[start]
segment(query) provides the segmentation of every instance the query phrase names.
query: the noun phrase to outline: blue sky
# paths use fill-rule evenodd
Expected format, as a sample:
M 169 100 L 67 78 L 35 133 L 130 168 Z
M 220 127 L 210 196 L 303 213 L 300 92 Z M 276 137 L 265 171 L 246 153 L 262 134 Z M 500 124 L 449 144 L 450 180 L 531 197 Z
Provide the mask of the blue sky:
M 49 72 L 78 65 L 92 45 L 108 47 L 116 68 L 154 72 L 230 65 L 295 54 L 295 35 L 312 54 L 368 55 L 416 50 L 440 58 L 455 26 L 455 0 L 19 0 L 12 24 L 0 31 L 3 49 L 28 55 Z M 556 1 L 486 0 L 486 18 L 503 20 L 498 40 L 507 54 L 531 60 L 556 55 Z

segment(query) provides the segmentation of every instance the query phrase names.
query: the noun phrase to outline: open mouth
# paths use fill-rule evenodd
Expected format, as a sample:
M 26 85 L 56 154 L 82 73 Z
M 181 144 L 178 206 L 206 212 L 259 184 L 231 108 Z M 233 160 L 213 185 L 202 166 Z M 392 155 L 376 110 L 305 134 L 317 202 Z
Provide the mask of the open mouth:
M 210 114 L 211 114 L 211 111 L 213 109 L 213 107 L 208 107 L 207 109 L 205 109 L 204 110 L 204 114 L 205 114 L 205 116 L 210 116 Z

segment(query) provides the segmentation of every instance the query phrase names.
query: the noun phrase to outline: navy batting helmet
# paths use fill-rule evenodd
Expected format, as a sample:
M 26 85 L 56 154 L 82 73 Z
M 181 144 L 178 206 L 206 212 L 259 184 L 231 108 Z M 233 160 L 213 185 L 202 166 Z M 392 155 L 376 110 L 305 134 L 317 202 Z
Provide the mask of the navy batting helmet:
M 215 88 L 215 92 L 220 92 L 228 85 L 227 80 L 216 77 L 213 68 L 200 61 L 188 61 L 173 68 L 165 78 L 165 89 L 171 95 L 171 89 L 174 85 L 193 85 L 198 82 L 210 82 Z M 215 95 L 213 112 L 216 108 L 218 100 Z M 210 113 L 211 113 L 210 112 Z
[end]
GIVEN REQUEST:
Reproduce the material from the start through the line containing "M 210 114 L", with both that line and the first line included, character for character.

RESULT OF THIS TASK:
segment(query) provides the segmentation of every instance the query phrase names.
query: the noun phrase to outline: blue sky
# paths use fill-rule evenodd
Expected format, as a sample:
M 169 100 L 67 78 L 35 133 L 130 168 Z
M 220 127 L 210 196 L 303 213 L 300 92 Z M 276 137 L 265 171 L 246 153 L 262 134 Z M 500 124 L 449 144 L 450 180 L 531 197 Z
Provide the mask of the blue sky:
M 49 72 L 78 65 L 92 45 L 108 47 L 116 68 L 154 72 L 230 65 L 295 54 L 295 35 L 312 54 L 368 55 L 416 50 L 440 58 L 455 26 L 455 0 L 19 0 L 12 24 L 0 31 L 3 49 L 28 55 Z M 556 1 L 486 0 L 486 18 L 503 20 L 498 40 L 507 54 L 531 60 L 556 55 Z

segment(query) provides the segmentation of every instance the query phrase names.
query: the noun phrase to outline: open mouth
# paths use fill-rule evenodd
Expected format, as a sample:
M 26 85 L 56 154 L 82 73 Z
M 181 144 L 178 206 L 206 212 L 259 184 L 231 108 Z M 233 160 L 213 185 L 202 166 Z M 392 155 L 376 110 L 305 134 L 317 202 Z
Provide the mask of the open mouth:
M 210 114 L 211 114 L 211 111 L 213 109 L 213 107 L 208 107 L 207 109 L 205 109 L 204 110 L 204 114 L 205 114 L 205 116 L 210 116 Z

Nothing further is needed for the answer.